DIRECTIVE 1 » In the commentary on Israel's survival, why does the writer call the Biden-Harris push for a diplomatic agreement between Israel and Hezbollah shocking? Answer in one to three sentences.

PAGE »
◇ ◇ ◇ ◇

For Israel it is about survival not reprisal
By Jonathan Feldstein
I have always been careful to avoid Holocaust analogies. The Holocaust was the biggest and single most evil deliberate inhuman massacre of people – six million Jews and millions of others – in human history. There are no analogies. If people cannot make an intelligent case as to why some other world event, cause, or human suffering is unique and indeed as serious as they contend that they must refer to it as a Holocaust, they diminish their own case and display a level of ignorance that also diminishes the actual suffering of the Holocaust.

Mindful of that, I see what’s happening in the world now, in pressure on Israel not to conduct certain military attacks, withholding arms essential for Israel’s defense, and even delegitimizing Israel’s right and obligation to defend itself. I see this as Auschwitz diplomacy: akin to leaving Jews on their own to deal with and suffer calamities forced on us.
These are people who, like the Allies in World War II, would deliberately avoid bombing the train tracks leading to Auschwitz, either seeing that as a distraction to conducting a military strategy, who discount the deliberate genocidal massacre of Jews, or both. Then and now, thinking that Jewish suffering, mass murder, and attempted genocide are within the acceptable norm: that Jewish lives matter less.
Most details are not yet available of the content of this week’s 45-minute conversation between Prime Minister Netanyahu and President Biden about Israel’s pending strike on Iran. Regardless of the content, it is noteworthy that this was the first time Netanyahu and Biden have spoken since August.
Mostly innocuous details made public as of this writing. The US readout said Biden affirmed Israel’s right to protect itself from Hezbollah, a global terror group with the stated goal to annihilate Israel and Jews around the world. It also emphasized the Biden-Harris position of the imperative for a diplomatic agreement between Israel and Hezbollah that would allow civilians on both sides of the border to return to their homes. This is shocking because not only did Hezbollah fail to honor the terms of The United Nations Security Council Resolution 1701 of 2006 under the nose of UN “peacekeepers,” Hezbollah grew to the terrorist superpower that it became. Biden proudly claims of having known all Israeli Prime Ministers for decades. It is too bad he doesn’t heed Golda Meir’s truism that you cannot negotiate with people sworn to murder you.
Biden also apparently stressed “the need to minimize harm to civilians, in particular in the densely populated areas of Beirut.” There is seemingly no recognition that Israel seeks to minimize civilian casualties while ignoring that the civilian deaths in Lebanon and Gaza, and perhaps soon in Iran. All are all a direct consequence of the terrorists immorally and illegally using civilians as human shields, while firing tens of thousands of missiles, rockets, and drones at Israeli cities, deliberately to maximize civilian casualties.

◇ ◇ ◇ ◇

GIVEN RECORDS »
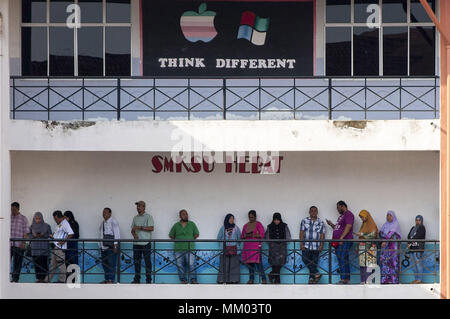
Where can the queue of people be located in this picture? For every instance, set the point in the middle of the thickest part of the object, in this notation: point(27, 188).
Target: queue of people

◇ ◇ ◇ ◇

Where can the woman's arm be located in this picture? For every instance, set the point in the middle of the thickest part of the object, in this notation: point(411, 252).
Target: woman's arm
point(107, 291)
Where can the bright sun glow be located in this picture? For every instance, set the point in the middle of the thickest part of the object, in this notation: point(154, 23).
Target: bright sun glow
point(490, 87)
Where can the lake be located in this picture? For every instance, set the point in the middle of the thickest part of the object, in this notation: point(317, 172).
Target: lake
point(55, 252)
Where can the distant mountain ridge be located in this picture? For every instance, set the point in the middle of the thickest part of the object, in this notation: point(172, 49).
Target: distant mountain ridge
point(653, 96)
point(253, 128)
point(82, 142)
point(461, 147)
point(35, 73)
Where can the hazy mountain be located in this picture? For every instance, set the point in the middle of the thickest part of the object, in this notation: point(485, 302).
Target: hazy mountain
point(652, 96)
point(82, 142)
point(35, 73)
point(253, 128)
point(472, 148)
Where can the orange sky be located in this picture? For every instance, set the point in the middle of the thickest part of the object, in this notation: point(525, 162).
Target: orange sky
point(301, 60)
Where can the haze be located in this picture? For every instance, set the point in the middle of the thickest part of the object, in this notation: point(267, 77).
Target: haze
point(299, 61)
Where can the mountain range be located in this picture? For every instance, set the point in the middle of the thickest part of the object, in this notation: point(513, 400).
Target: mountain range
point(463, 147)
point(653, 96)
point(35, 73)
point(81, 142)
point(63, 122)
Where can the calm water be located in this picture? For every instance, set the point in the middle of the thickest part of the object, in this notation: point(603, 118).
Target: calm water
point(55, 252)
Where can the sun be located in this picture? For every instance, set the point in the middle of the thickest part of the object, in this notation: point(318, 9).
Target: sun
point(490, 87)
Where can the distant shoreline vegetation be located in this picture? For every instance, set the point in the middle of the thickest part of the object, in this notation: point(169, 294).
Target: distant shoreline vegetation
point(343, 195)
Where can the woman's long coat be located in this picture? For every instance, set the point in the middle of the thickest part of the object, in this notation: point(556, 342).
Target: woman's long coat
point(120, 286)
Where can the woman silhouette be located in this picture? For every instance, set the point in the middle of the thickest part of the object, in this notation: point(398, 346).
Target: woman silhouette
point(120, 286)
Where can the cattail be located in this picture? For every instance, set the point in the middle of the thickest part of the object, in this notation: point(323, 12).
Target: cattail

◇ ◇ ◇ ◇

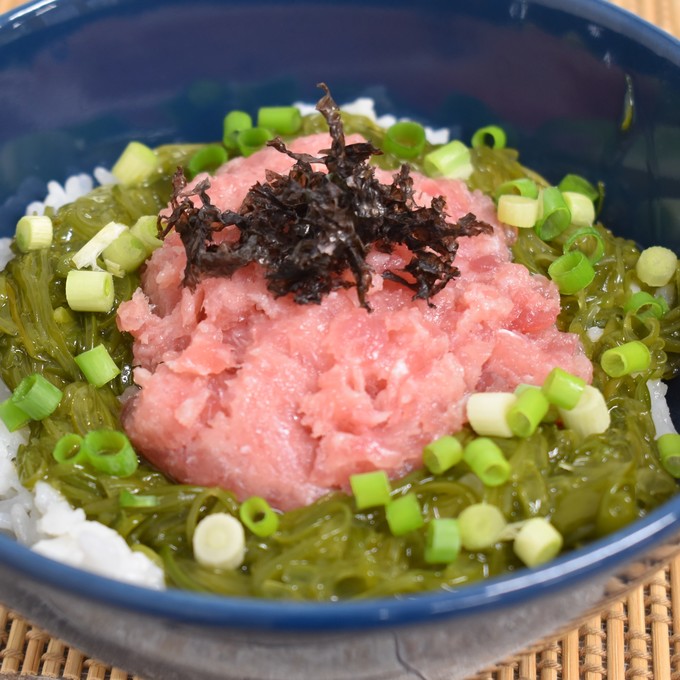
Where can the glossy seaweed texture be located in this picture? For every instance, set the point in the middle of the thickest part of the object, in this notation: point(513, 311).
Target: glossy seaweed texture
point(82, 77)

◇ ◇ ◇ ◇

DIRECTIVE 2 » Can you write out, word for word, the part of the entries that opens with the line containing "Where can the queue" and closes with the line containing "Target: queue of people"?

EXPECTED OUTPUT 1 » The writer calls it shocking because Hezbollah failed to honor the terms of UN Security Council Resolution 1701 of 2006, right under the nose of UN "peacekeepers." Instead, Hezbollah grew into the terrorist superpower it became.

EXPECTED OUTPUT 2 »
Where can the queue of people be located in this picture? For every instance, set the point in the middle of the thickest part of the object, in this notation: point(27, 188).
Target: queue of people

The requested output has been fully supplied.